■ **WHAT THE TASK REQUIRES**: Copy the stretch of material from the line containing "Identify where the ear" through the line containing "401,208 -> 437,237", both included, keeping the requests as they are. Multiply every bounding-box coordinate in the answers by 1.1 and round each to a whole number, with halves rounded up.

■ **RECORDS FOR THE TASK**:
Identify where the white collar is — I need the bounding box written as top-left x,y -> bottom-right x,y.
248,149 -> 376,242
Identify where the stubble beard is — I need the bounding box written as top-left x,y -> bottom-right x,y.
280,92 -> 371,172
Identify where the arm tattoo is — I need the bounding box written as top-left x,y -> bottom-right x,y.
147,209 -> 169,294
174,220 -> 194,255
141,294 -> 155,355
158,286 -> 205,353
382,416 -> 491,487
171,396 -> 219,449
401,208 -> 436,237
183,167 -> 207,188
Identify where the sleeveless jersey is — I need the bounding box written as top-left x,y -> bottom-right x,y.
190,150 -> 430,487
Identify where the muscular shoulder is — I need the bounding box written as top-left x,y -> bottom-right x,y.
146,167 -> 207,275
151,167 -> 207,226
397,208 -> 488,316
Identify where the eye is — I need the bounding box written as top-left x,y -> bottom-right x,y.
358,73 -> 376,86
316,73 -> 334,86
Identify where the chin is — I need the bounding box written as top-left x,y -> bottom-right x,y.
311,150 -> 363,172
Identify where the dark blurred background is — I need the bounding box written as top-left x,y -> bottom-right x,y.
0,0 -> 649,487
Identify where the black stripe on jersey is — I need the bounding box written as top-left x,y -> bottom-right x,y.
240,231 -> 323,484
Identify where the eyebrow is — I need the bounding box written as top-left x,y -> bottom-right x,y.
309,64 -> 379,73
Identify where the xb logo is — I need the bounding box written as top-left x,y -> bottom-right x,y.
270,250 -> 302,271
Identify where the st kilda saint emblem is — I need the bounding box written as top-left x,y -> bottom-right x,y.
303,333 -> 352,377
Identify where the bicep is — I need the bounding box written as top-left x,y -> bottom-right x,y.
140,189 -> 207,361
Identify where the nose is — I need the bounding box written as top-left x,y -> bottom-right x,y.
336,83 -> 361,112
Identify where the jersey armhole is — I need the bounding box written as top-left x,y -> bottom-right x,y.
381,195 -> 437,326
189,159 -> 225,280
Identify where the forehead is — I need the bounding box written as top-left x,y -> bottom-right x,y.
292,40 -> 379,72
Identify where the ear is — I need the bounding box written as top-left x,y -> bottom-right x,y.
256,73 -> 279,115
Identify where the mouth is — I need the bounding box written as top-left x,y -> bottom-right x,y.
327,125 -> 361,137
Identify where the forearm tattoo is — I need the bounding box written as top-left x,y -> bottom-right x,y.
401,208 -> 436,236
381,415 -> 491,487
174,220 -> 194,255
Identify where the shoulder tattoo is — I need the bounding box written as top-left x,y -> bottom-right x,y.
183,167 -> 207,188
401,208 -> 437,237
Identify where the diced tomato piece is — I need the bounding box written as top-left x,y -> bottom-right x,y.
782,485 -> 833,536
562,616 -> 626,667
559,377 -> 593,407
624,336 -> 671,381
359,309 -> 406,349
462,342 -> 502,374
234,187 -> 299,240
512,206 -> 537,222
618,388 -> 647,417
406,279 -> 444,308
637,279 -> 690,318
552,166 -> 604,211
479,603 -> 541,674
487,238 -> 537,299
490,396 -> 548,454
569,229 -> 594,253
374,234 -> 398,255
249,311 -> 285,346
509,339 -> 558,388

■ **TASK SOLUTION**:
Identify where the ear is — I need the bounding box written as top-left x,y -> bottom-right x,y.
282,80 -> 307,127
Identify where the mouth is — I need the bounding box written as top-left x,y -> bottom-right x,y.
360,138 -> 397,151
Identify where the forearm tattoo is — I need the bounding box written as top-left x,y -> bottom-right x,y.
441,229 -> 480,260
419,457 -> 540,536
191,242 -> 213,281
Identify where the shoulder tattoo is — I need the bounding box written as top-left x,y -> bottom-right x,y.
201,184 -> 228,207
441,229 -> 481,261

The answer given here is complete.